§ DOCUMENT SEGMENT:
=======

I had already been suffering from a mild bursitis for a week, and I believed it was almost over, when my GP unexpectedly sent me to the hospital. She did not like a reddish spot that I believed to be innocent, and she was of course right: the hospital physicians discovered that a bacteria had sort of invaded my skin and had decided to stay in it. I can’t blame the little creature; I’ve lived inside that same skin for forty-five years and it suits me perfectly.
So now I am in a hospital, feeling better than you’d expect. I’m even enjoying it. In a country where it’s pure coincidence if the trains are running on time, where the banks are run by incompetents, and where the mail delivery cannot be relied upon, it is sincerely uplifting to witness an organization that actually functions. (I am not ironical.)
But there’s more to be glad about: I realize how lucky I am to live in a postindustrial society. Under natural circumstances, the species known as Homo sapiens lives to an average age of twenty. Those who survive infancy and childhood, however, have a fair chance of becoming forty, and incidentally, humans can reach old age. Human bodies, however, are not suited for becoming older than thirty.
If westerners are now surpassing this limit and reach the age of seventy-five, they owe this for 60% to sanitation, 30% to GPs, and 10% to medical specialists. Sanitation was something the Greeks and Romans knew, but to be honest: if I had met the same bacteria two thousand years ago, I would not have survived the encounter. In all likelihood, our meeting would not even have taken place, because my chance to reach the age of forty-five would have been less than 15%.

=======

§ LISTED RECORDS:
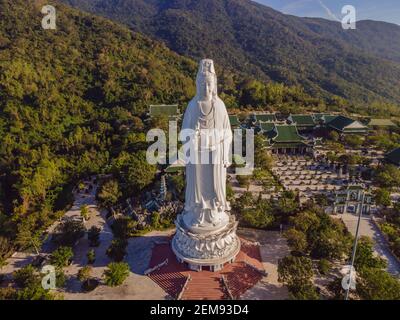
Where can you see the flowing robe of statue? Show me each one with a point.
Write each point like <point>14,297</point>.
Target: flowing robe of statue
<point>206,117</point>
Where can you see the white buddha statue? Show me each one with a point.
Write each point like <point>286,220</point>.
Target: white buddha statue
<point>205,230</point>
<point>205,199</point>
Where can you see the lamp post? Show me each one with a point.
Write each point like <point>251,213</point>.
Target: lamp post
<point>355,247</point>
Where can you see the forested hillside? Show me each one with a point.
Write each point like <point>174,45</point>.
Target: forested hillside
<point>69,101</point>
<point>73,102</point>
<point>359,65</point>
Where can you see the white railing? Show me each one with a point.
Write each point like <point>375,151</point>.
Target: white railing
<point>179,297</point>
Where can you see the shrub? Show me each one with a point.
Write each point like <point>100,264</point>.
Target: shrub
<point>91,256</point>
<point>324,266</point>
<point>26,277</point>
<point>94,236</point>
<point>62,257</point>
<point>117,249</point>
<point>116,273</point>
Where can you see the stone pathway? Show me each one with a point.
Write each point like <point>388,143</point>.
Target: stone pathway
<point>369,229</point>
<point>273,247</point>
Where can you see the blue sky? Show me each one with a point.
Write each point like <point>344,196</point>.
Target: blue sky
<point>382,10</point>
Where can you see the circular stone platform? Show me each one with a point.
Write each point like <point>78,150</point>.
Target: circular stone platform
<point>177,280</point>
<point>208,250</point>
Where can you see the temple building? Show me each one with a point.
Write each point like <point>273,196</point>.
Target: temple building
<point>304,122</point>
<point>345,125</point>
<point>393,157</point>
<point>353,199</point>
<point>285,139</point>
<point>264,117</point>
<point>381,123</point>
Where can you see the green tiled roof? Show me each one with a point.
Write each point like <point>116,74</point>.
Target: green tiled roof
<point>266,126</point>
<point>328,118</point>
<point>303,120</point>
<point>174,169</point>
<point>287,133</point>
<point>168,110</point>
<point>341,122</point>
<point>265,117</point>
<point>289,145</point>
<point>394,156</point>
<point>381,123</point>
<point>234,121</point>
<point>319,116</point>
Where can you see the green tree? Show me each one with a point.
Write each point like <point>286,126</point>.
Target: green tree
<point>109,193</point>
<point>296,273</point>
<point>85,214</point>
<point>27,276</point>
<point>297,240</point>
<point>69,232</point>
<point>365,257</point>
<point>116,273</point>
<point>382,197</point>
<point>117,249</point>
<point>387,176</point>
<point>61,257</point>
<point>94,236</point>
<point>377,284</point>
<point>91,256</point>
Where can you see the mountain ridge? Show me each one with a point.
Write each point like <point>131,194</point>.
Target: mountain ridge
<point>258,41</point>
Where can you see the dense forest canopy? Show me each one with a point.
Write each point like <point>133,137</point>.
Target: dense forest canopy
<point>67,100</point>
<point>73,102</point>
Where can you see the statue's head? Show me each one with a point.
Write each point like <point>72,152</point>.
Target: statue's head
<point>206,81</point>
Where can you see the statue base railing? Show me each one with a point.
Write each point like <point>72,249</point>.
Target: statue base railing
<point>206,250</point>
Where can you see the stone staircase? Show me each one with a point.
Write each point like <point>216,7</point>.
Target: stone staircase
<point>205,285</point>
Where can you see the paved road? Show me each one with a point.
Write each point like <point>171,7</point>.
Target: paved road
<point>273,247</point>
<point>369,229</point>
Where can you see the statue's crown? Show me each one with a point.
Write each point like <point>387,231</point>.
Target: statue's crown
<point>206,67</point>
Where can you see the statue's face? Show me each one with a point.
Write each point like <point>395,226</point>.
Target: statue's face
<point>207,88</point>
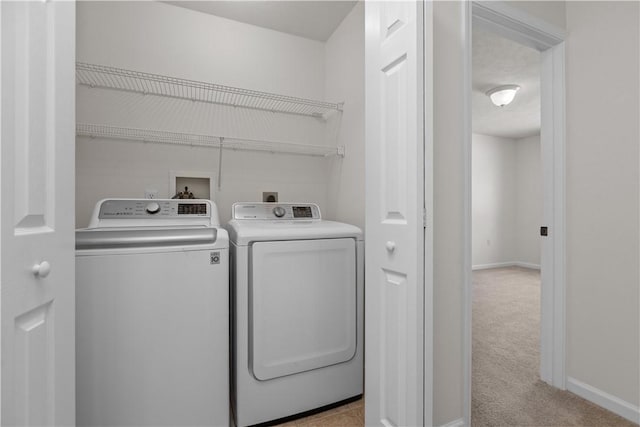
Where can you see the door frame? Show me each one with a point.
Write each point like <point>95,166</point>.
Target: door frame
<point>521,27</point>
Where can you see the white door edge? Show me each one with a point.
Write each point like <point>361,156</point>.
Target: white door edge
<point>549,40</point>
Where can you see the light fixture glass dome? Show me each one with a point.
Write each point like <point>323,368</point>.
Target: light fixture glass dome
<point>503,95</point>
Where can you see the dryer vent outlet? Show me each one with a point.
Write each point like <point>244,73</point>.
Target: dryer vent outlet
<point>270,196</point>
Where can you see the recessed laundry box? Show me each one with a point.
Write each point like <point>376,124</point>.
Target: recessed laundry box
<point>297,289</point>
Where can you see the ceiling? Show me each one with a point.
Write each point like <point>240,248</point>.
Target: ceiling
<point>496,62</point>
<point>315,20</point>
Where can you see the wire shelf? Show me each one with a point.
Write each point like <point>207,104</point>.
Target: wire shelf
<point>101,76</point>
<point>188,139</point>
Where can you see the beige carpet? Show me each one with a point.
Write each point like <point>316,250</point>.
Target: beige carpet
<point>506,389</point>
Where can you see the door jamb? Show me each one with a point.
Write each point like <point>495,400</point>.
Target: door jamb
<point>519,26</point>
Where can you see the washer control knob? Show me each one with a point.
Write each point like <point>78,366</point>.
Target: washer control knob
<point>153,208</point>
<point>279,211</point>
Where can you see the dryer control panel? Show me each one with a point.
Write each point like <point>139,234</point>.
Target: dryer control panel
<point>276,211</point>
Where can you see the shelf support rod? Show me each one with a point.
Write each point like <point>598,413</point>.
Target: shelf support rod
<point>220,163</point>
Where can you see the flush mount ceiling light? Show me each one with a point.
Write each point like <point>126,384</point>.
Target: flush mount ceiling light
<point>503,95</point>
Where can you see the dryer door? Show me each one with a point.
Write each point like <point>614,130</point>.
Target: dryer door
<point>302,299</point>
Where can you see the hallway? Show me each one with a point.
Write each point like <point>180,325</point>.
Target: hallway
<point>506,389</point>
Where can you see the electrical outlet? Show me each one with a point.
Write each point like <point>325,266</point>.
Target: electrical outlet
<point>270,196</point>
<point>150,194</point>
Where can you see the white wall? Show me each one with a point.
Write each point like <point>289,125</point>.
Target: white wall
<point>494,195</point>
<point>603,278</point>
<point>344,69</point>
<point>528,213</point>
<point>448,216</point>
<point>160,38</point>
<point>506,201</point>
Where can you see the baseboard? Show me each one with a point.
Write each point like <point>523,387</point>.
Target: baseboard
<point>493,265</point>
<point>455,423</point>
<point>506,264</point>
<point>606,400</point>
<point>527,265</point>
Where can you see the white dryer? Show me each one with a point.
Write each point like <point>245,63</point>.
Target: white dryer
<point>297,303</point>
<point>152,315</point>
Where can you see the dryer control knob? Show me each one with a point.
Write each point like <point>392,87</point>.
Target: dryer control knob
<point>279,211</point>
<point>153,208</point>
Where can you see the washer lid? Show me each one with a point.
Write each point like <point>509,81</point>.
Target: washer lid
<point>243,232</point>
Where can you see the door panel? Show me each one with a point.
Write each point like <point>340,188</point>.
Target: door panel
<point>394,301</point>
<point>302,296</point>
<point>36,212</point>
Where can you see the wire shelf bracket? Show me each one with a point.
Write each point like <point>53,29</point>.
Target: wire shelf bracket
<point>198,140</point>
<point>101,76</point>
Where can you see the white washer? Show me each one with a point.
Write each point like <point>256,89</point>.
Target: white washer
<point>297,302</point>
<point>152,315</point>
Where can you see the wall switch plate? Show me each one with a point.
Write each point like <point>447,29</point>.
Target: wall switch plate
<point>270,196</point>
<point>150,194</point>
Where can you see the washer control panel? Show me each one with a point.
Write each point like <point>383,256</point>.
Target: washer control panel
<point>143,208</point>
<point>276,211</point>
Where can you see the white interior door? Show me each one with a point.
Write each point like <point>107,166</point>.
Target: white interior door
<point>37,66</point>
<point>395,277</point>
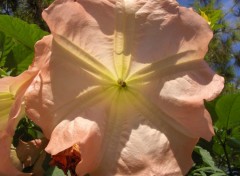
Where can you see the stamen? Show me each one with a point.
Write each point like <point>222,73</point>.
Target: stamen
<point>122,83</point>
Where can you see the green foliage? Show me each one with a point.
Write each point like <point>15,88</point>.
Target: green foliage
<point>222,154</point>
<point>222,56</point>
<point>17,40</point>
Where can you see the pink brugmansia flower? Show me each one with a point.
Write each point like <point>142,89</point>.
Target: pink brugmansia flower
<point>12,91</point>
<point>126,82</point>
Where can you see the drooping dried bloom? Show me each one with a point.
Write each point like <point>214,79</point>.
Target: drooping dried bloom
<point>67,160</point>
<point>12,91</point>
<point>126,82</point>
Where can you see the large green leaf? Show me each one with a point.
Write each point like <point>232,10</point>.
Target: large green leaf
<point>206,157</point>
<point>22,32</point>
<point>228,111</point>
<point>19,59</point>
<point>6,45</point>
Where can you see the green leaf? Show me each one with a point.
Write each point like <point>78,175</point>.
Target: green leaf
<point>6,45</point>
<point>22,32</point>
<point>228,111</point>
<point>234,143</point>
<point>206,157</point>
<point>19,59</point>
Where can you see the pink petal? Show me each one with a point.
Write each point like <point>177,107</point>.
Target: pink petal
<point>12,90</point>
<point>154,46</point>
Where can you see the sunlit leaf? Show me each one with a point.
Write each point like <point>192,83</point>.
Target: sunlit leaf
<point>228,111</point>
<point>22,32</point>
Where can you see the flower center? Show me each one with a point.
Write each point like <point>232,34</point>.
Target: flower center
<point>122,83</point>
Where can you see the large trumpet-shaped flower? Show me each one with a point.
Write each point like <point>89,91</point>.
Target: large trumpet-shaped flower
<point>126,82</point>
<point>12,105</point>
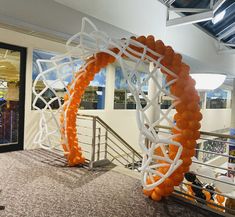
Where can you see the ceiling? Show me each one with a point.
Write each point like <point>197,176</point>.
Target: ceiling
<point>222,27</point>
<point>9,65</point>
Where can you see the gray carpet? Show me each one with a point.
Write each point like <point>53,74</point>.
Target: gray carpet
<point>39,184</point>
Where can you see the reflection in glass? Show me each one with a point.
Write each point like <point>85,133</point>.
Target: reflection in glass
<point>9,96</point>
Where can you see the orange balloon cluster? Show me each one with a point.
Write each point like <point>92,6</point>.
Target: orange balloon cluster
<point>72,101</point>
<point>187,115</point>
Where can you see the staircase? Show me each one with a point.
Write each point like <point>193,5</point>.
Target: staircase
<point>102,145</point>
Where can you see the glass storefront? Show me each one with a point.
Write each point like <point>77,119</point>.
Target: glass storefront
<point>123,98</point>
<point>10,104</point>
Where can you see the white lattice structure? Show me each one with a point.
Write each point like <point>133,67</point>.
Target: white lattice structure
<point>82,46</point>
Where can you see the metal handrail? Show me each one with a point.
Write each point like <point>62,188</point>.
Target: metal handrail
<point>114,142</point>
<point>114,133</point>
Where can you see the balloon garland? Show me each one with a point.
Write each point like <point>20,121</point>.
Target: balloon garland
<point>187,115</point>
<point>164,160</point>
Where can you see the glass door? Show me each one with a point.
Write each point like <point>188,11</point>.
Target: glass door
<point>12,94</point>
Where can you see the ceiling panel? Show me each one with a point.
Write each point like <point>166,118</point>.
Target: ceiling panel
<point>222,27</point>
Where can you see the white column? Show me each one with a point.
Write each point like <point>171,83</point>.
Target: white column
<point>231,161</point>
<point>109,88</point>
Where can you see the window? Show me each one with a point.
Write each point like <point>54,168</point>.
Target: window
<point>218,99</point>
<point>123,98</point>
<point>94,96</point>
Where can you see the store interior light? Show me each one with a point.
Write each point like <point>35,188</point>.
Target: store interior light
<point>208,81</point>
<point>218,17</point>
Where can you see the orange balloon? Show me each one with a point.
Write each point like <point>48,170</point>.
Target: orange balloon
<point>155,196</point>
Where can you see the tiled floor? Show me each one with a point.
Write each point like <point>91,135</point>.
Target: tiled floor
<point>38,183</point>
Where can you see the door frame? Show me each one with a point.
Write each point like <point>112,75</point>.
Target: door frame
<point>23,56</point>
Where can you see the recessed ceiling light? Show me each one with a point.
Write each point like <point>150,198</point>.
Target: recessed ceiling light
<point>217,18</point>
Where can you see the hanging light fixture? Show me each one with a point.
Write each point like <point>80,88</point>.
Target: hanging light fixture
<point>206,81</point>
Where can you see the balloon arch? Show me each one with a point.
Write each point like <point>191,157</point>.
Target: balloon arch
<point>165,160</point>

=======

Quote the hospital passage between "So now I am" and "am not ironical.)", inclusive. The rows come from a separate source.

So now I am in a hospital, feeling better than you’d expect. I’m even enjoying it. In a country where it’s pure coincidence if the trains are running on time, where the banks are run by incompetents, and where the mail delivery cannot be relied upon, it is sincerely uplifting to witness an organization that actually functions. (I am not ironical.)